• **EXERCISE DESCRIPTION**:
Your copy of the entries must be exact, and it must not include the pictures.
*** DATA TO USE ***
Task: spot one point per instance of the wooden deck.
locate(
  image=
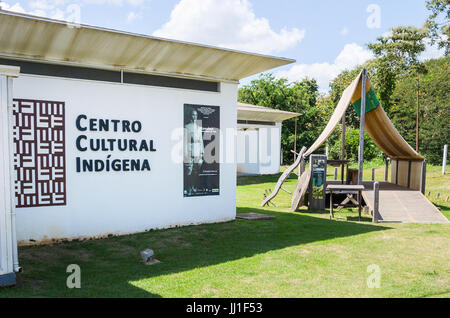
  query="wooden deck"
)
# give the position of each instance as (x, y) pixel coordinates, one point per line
(401, 205)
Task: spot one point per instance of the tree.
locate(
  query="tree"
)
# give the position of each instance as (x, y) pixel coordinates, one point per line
(438, 23)
(435, 108)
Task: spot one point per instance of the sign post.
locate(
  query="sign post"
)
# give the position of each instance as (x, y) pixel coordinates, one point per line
(361, 129)
(8, 242)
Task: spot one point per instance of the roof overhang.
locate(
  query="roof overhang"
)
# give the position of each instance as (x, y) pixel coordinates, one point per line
(253, 112)
(34, 38)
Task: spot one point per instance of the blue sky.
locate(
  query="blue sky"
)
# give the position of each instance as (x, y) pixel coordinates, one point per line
(323, 36)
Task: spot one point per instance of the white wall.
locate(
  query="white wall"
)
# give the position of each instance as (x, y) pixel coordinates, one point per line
(259, 142)
(100, 203)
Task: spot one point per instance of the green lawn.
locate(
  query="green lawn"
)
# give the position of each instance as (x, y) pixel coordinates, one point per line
(295, 255)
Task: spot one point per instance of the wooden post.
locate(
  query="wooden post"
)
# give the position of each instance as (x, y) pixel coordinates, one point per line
(444, 159)
(386, 169)
(361, 128)
(376, 201)
(424, 176)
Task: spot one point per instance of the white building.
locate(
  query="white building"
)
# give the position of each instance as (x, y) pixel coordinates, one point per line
(259, 139)
(95, 143)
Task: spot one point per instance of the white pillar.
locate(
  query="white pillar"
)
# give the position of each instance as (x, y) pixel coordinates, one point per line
(8, 242)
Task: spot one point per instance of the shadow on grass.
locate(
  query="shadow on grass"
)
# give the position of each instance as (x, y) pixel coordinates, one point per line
(111, 267)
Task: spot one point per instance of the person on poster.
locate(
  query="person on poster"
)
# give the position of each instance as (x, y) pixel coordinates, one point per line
(194, 151)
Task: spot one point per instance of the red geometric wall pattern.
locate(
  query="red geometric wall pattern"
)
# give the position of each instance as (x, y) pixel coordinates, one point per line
(39, 153)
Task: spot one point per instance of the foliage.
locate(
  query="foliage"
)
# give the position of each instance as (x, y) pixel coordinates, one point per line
(438, 23)
(298, 97)
(434, 115)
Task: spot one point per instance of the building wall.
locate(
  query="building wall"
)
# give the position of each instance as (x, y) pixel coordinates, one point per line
(258, 149)
(100, 203)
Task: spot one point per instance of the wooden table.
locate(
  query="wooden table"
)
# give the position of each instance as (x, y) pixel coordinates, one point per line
(347, 189)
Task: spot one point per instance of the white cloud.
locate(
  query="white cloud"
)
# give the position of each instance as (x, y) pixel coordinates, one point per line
(227, 23)
(351, 55)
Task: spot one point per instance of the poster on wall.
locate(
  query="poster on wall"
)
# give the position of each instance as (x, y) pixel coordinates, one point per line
(201, 150)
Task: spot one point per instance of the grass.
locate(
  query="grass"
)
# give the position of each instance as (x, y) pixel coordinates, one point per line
(295, 255)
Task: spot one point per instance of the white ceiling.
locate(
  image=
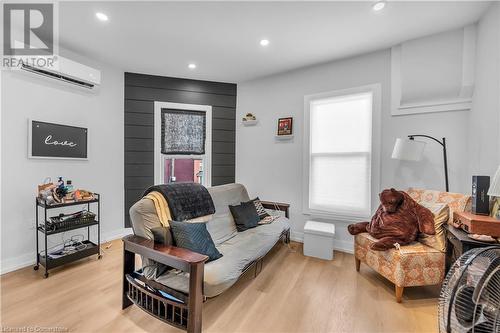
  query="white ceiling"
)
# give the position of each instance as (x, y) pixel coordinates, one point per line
(222, 38)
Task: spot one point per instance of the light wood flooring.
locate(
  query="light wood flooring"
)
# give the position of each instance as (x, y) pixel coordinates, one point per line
(293, 293)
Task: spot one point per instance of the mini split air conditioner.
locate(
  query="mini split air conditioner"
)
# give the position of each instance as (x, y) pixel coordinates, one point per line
(67, 71)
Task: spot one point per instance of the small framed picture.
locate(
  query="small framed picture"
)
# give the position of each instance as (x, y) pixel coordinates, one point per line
(285, 126)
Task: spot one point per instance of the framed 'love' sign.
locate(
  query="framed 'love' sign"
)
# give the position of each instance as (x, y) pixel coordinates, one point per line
(49, 140)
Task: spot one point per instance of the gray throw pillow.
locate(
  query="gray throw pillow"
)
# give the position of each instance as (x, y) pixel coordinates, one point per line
(245, 215)
(194, 237)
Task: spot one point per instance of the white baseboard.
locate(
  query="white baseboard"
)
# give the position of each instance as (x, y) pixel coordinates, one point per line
(338, 244)
(28, 259)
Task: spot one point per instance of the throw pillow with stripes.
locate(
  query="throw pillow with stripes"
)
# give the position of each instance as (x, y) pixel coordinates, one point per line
(260, 209)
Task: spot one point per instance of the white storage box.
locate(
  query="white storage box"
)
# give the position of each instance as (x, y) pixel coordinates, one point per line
(318, 239)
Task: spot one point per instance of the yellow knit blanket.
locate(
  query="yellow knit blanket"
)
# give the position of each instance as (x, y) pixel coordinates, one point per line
(161, 207)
*** End of DATA TO USE ***
• **ANSWER AREA**:
Task: spot one point per instance of the wooden deck.
locate(
  image=
  query="wooden deck"
)
# give the position of each instance as (x, y) pixel coordinates, one point per line
(401, 205)
Task: spot one point per instance of the tree.
locate(
  query="tree"
)
# give the position of each instance as (x, y) pixel coordinates, one point per line
(438, 23)
(435, 108)
Task: spot one point per instance of the sign post.
locate(
  query="sign post"
)
# give the position of each instance as (x, y) pixel coordinates, one point per line
(361, 129)
(8, 242)
Task: spot one point per instance of the roof overhang.
locate(
  query="roof overhang"
)
# give the position of each instance as (x, y) pixel coordinates, one point per line
(253, 112)
(34, 38)
Task: spot one point per instance of the blue sky.
locate(
  query="blue sky"
)
# give the position of each instance as (x, y) pixel coordinates, one point per line
(323, 36)
Task: spot one point per instance of the white wall.
locate(
  query="white wall"
)
# give the position of each instance as (x, y) pixel coordinates, one point per line
(259, 142)
(100, 203)
Task: spot one point per instance of the green lawn.
locate(
  query="green lawn"
)
# give the position of each instance as (x, y) pixel coordinates, one point per line
(295, 255)
Task: spot one point per instance of the wooden post.
locate(
  query="wooden post"
)
# give the position of each instance as (x, y) pixel coordinates, one point per line
(444, 159)
(386, 169)
(361, 128)
(376, 201)
(424, 176)
Task: spot one point per instance of the white building.
locate(
  query="white building"
)
# give the position of each instance as (x, y) pixel coordinates, one point per line
(259, 139)
(95, 143)
Task: spot one point per instance of the white pillar.
locate(
  query="white pillar"
)
# give the position of each instance as (x, y) pixel coordinates, one point per line
(8, 242)
Task: spot one point per instance of the shadow on grass.
locate(
  query="shadow on grass"
)
# give the position of each instance as (x, y) pixel coordinates, one point per line
(111, 267)
Task: spot one point per instance of the person on poster.
locate(
  query="person on poster"
)
# give the position of each instance as (x, y) pixel coordinates, one point per line
(194, 151)
Task: spot one point per instance of the red geometric wall pattern.
locate(
  query="red geometric wall pattern"
)
# give the position of each instance as (x, y) pixel coordinates, one point per line
(39, 153)
Task: spot one point per instance of the foliage.
locate(
  query="foliage"
)
# give the position of each instance as (x, y) pixel coordinates, one point per line
(438, 23)
(298, 97)
(434, 115)
Task: spot one point per instance of the building wall.
locate(
  query="building wall"
)
# give the position of each instance as (x, y) pixel coordinates, one point per line
(258, 149)
(100, 203)
Task: spot one point per instance of the wooden table.
locate(
  query="wooden table"
)
# give the position of each instance as (x, y) pixel coordinates, one point per line
(347, 189)
Task: spot one point per instance of the white cloud.
locate(
  query="white cloud"
)
# give the position of each instance as (x, y) pixel coordinates, one point per line
(227, 23)
(351, 55)
Task: spot one point per instance of the poster on wall.
locate(
  query="poster on wall"
)
# give the position of each instance as (x, y) pixel coordinates, one point per line
(201, 150)
Task: spot one point per instance of the grass.
locate(
  query="grass"
)
# give the position of each instance as (x, y) pixel coordinates, one point per line
(295, 255)
Task: spot one point per instance of the white ceiling.
locate(
  image=
  query="white ceiling"
)
# give the position of each instance as (x, y) pixel coordinates, one point per line
(222, 38)
Task: spot one point per instance of the light wood flooring.
locate(
  query="light wood flooring"
)
# give the position of each instance as (x, y) pixel coordinates, one point per line
(293, 293)
Task: spot one point per instance of the mini split air conditioner.
locate(
  query="mini split air conditioner"
)
# give the position of each instance as (x, y) pixel coordinates, one point per line
(67, 71)
Task: spot one point per instance of the small framed picture.
locate(
  query="small framed picture"
)
# give the position of each instance as (x, y) pixel coordinates, one point per line
(285, 126)
Task: spot one point per instance of the framed 'love' sign.
locate(
  query="framed 'love' sign"
)
# give the position of each instance as (x, y) pixel coordinates, one point per line
(49, 140)
Task: spot one point per instance of the gray throw pillow.
locate(
  query="gray throw pillow"
)
# give the position of each instance as (x, y) pixel coordinates, one point per line
(245, 215)
(194, 237)
Task: spot one point per instance of the white baseboard.
locate(
  query="white baseboard"
)
# give the position of each instance as (x, y) pixel coordinates, one point per line
(338, 244)
(28, 259)
Task: spot one point per instance of the throw pillow with stripes.
locate(
  query="throw pillow with stripes"
)
# give the position of each instance as (x, y) pixel coordinates, one point per line
(260, 209)
Task: spot one point per instance of the white storage box.
locate(
  query="white storage box"
)
# give the position of each instance as (x, y) pixel coordinates, one point per line
(318, 239)
Task: spot one point per instance of the yellow knit blanket.
locate(
  query="yellow knit blanket"
)
# give the position of each instance as (x, y) pixel coordinates, one point per line
(161, 207)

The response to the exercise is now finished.